# INSTRUCTIONS FOR THE TASK
Pick up the news release below about the Deputy Health and Disability Commissioner's rest home finding, and carry it on from its final sentence.

# SELECTED EXCERPT
┌────────
Deputy Health and Disability Commissioner Rose Wall today released a report finding a rest home provider and two registered nurses in breach of the Code of Health and Disability Services Consumers’ Rights (the Code) for failures in the care of a rest home resident.

The woman, aged in her nineties, moved into a rest home with a hospital wing because she was unable to cope by herself in her own home. She had a history of worsening dementia and hypertension, and a past history of bowel cancer.

Initially, the woman was placed in a unit in the rest-home wing, but she was transferred to the hospital wing after she was reassessed as requiring level 5 hospital care (very high assistance) owing to her worsening dementia and difficulty with incontinence, toileting and self-cares.

The woman became unwell, and her condition deteriorated over the course of five days. Staff at the rest home failed to identify and respond appropriately to the woman’s deterioration over this period.
└────────
# INPUT DATA
┌────────
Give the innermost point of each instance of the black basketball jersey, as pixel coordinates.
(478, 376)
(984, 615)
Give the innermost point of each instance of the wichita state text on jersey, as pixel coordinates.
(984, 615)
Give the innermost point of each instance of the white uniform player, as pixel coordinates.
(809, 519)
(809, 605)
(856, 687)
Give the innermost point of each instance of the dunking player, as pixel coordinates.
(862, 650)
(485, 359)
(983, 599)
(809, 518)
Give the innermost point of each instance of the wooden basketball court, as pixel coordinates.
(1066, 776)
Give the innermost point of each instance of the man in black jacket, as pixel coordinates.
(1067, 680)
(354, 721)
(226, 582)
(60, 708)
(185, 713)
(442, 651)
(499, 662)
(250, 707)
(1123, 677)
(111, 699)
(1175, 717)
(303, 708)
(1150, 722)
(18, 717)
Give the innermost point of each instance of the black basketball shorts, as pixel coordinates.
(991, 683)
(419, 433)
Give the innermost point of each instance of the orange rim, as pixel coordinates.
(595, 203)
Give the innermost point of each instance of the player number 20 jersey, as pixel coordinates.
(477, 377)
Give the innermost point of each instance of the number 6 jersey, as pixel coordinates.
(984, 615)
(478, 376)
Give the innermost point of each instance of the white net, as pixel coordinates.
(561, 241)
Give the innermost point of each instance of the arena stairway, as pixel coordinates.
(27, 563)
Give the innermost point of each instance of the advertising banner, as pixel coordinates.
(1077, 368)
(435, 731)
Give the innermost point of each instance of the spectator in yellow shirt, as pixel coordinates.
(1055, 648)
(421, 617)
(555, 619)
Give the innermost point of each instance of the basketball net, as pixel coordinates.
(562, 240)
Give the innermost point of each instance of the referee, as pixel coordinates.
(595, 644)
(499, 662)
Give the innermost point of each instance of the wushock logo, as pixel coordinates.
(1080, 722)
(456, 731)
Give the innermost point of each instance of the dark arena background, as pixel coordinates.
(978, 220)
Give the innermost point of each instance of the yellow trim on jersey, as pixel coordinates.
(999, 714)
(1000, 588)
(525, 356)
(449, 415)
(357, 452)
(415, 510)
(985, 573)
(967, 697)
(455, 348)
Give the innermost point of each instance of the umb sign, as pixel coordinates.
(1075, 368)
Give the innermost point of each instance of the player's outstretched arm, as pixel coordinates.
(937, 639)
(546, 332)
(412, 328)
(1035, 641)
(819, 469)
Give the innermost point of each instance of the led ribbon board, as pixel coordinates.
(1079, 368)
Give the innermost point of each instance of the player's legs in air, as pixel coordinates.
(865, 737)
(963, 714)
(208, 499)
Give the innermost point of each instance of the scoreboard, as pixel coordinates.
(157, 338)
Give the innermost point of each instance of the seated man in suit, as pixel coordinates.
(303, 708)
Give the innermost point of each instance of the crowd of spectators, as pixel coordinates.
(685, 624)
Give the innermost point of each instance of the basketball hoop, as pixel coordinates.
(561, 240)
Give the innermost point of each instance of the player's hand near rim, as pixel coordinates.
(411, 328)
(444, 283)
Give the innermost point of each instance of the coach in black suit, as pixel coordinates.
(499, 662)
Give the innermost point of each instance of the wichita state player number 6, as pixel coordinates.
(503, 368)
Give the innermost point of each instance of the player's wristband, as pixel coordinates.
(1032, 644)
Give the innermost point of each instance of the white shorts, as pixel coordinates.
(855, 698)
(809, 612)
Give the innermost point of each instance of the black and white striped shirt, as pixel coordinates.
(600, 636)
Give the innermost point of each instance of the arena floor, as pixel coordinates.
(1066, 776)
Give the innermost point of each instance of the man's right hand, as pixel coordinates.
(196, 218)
└────────
# ANSWER SECTION
On the fifth day, the woman was transferred by ambulance to a public hospital. She was assessed in the Emergency Department and noted to be short of breath with an audible wheeze and visible accessory muscle use, indicating that she was working hard to breathe. She was found to have widespread wheeze/crepitations in both lungs.

Initially she was thought to have a chest infection and was started on antibiotics. However, later she was diagnosed with a large pulmonary embolism with associated heart strain. The woman remained in hospital for eight days, after which she was discharged back to the rest home. Sadly, she died a few weeks later.

Deputy Commissioner Rose Wall identified a number of failures in the services provided by the rest home provider. These included a lack of critical thinking by multiple staff, a failure by staff to comply with policies and procedures, and inadequate communication with the woman’s family.

Ms Wall also found two registered nurses in breach of the Code: one for failing to use appropriate care and skill when assessing the woman’s health needs, and the other for failing to ensure that the woman was provided with services of an appropriate standard. She was also critical of another nurse’s delay in arranging the transfer to hospital.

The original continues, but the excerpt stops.